● Short exercise A
Answer these from the classical gases text, one line each:
(i) Which was invented first, statistical mechanics or quantum mechanics?
(ii) Which quantity needs a classical version before thermodynamic quantities can be derived?
(iii) Which type of gas is examined first?
● Short exercise B
For each statement, say yes or no according to the classical gases text, and quote the words that decide it:
(i) Three types of classical gases will be studied.
(ii) Monoatomic ideal gases interact with each other.
(iii) The classical theory matches experiment poorly.
● Short exercise C
Pick up the text on classical gases after its final sentence and extend it.

2Classical gases

II Statistical Physics

2 Classical gases

So far, we have been doing statistical physics starting from quantum mechanics.

But statistical mechanics was invented before quantum mechanics. So we should

be able to do statistical mechanics classically, and we will apply it to the case of

classical gases. This classical theory agree quite well with experiment, except

for a few small things that went wrong, and it turns out we have to solve these

problems by going quantum.

To do statistical physics classically, the idea is to figure out what the classical

version of the partition function should be. We can then use this to derive the

different thermodynamic quantities, as we have previously managed to express

them in terms of the partition function.

After figuring out the partition function, we are going to study three types

of classical gases. We begin by looking at monoatomic ideal gases, which is the

simplest type of gases one can think of. They do not have internal structure and

do not interact with each other.

● Data block

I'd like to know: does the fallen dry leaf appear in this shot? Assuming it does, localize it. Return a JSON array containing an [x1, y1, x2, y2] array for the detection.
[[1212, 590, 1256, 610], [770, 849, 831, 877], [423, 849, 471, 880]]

● Written answer A
(i) Statistical mechanics.
(ii) The partition function.
(iii) Monoatomic ideal gases.

● Written answer B
(i) Yes: "we are going to study three types of classical gases"
(ii) No: "do not interact with each other"
(iii) No: "quite well with experiment"

● Written answer C
After understanding monoatomic ideal gases, we will move on to consider

two possible modifications. The first is the case of a diatomic (ideal) gas, where

the gases now have some internal structure, and hence kinetic energy is not the

only possible kind of energy. It turns out the theory works out pretty similarly

to the monoatomic case, except that the average energy of each particle is higher

than the ideal gas version.

Finally, we will consider what happens if we have gas molecules that do inter-

act with each other, and we will do so perturbatively, assuming the interactions

are small (which they are).